- [DATASET CONTENT]

---

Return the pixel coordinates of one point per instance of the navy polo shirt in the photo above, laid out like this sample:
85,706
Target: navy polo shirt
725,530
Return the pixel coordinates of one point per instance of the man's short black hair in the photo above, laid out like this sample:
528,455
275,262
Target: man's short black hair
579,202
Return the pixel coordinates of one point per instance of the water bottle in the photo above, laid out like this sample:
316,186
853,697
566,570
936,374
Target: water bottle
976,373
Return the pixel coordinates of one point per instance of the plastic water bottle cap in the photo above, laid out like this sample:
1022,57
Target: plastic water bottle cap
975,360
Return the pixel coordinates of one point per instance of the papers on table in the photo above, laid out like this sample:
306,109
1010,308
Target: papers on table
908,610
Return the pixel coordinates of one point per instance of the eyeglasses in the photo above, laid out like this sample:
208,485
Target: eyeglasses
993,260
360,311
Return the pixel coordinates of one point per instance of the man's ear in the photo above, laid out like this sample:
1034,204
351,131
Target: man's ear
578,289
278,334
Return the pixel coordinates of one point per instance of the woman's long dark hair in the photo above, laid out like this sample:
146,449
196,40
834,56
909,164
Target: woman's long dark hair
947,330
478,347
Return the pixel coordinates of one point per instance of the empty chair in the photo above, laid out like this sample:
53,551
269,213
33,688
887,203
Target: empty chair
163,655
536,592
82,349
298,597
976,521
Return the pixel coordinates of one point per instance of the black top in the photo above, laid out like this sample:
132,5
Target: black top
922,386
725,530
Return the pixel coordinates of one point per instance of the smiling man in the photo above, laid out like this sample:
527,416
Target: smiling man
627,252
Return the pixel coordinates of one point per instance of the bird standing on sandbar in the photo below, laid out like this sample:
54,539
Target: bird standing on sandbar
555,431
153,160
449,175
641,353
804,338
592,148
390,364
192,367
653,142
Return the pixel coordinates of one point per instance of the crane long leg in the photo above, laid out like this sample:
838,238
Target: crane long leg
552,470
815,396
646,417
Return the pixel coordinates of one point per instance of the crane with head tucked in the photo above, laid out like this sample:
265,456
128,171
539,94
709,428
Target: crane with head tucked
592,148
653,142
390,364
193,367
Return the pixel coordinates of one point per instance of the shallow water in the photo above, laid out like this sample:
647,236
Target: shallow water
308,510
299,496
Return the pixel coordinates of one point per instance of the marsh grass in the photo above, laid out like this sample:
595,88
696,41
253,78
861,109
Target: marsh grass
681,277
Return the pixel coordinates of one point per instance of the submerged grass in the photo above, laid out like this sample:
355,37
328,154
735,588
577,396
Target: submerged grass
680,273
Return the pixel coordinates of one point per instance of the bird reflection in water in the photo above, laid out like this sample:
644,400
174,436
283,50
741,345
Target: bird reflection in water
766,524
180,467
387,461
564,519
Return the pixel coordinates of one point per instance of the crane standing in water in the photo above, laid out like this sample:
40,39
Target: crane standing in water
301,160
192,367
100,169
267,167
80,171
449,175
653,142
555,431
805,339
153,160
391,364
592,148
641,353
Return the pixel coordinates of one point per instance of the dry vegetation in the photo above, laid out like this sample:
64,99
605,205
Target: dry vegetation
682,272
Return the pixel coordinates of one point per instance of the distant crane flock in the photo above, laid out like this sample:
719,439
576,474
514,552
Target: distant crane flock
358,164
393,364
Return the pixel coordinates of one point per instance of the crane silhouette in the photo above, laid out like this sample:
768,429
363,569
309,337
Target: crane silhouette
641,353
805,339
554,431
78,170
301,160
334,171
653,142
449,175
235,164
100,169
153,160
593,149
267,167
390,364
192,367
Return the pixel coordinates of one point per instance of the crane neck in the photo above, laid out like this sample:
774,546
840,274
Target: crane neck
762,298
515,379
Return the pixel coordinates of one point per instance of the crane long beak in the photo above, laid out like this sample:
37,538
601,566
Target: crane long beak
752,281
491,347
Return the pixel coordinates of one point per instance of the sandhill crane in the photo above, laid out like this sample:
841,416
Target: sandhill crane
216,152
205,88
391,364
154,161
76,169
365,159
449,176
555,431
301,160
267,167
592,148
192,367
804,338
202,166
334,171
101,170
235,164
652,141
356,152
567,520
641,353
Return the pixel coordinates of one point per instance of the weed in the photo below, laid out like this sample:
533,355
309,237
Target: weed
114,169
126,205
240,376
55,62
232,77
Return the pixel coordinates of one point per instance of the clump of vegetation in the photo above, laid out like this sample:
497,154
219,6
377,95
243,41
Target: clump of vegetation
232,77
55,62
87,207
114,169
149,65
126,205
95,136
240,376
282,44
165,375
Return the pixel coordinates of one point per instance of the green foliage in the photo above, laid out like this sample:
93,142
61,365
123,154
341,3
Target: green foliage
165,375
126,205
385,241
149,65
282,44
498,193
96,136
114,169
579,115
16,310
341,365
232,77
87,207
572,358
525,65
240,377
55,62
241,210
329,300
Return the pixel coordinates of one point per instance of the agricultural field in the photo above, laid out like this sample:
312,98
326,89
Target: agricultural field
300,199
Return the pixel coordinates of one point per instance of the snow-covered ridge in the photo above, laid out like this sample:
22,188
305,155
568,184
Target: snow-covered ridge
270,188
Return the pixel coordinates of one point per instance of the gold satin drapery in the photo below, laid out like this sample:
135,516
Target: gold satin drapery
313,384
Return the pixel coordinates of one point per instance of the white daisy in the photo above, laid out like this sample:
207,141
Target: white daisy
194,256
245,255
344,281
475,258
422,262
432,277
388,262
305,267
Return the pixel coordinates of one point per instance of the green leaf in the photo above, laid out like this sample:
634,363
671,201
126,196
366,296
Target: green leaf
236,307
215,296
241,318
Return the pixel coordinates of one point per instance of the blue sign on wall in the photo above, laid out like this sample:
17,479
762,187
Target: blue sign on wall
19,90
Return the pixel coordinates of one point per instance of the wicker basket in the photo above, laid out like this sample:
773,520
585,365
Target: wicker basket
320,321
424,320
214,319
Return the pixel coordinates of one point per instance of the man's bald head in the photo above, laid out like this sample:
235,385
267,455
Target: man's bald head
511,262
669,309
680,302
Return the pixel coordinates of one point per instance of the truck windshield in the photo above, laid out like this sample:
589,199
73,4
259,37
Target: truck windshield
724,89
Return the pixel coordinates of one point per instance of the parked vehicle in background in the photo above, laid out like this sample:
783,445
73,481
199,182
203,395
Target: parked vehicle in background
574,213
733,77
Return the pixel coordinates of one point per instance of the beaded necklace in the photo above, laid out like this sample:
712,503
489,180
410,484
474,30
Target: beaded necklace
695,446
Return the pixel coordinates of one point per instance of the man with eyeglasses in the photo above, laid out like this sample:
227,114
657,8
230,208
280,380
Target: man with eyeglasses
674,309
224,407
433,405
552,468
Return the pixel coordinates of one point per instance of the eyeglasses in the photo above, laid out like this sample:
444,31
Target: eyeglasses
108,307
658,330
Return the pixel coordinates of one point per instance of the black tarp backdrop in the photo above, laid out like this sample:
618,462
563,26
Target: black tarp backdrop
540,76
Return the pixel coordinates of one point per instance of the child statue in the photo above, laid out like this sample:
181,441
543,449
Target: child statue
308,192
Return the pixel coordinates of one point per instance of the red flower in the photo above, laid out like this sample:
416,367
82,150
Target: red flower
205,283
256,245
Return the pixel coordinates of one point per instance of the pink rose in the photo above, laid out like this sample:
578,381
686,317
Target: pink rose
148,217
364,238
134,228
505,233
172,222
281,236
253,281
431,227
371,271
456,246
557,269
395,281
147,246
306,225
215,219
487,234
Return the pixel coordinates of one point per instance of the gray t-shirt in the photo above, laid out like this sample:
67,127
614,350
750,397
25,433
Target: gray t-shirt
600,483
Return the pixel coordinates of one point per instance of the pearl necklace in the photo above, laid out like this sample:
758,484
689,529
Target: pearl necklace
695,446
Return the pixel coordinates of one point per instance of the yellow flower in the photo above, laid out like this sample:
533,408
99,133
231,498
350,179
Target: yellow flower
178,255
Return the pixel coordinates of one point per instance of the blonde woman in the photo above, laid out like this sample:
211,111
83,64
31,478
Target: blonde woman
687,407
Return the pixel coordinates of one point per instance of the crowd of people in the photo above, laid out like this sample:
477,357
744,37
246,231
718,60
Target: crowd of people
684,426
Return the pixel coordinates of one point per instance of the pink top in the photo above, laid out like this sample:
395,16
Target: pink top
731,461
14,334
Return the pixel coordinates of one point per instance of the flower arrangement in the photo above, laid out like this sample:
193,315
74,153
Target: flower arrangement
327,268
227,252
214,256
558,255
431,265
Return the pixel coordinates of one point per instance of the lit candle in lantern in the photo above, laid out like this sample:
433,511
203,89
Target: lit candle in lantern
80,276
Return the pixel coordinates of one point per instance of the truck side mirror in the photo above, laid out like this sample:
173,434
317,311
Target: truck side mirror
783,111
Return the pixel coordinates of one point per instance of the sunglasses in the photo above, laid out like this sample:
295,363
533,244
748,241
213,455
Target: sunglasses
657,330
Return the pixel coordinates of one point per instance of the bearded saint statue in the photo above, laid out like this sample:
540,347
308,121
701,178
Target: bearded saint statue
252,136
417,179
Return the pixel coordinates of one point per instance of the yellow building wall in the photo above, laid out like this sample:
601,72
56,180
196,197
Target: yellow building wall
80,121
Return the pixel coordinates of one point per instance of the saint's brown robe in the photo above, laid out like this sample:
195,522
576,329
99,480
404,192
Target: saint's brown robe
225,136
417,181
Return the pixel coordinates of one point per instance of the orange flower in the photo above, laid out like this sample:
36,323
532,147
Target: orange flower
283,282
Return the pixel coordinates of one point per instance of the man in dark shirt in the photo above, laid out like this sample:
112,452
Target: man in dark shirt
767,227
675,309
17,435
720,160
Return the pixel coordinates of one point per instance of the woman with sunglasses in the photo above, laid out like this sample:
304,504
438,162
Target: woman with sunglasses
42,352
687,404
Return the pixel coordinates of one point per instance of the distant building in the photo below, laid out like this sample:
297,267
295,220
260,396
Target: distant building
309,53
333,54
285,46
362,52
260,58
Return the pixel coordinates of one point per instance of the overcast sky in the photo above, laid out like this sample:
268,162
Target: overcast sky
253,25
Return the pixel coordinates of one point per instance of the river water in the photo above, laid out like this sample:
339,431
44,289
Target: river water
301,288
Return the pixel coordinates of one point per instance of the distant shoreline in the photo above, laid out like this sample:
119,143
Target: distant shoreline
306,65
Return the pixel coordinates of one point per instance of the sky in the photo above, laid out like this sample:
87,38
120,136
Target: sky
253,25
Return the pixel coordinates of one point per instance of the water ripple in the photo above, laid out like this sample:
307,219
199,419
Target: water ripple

---

- [GIVEN PROBLEM] Lay out the part that opens with the line containing "the water ripple" and closes with the final line of the rows as a Markdown table. Use a No. column to number each line and a Text column to hold the line itself, skipping any blank lines.

- [SOLUTION FOR THIS EXERCISE]
| No. | Text |
|---|---|
| 1 | Return the pixel coordinates of one point per instance of the water ripple in the photo above, laid out like this sample: |
| 2 | 307,219 |
| 3 | 199,419 |
| 4 | Target: water ripple |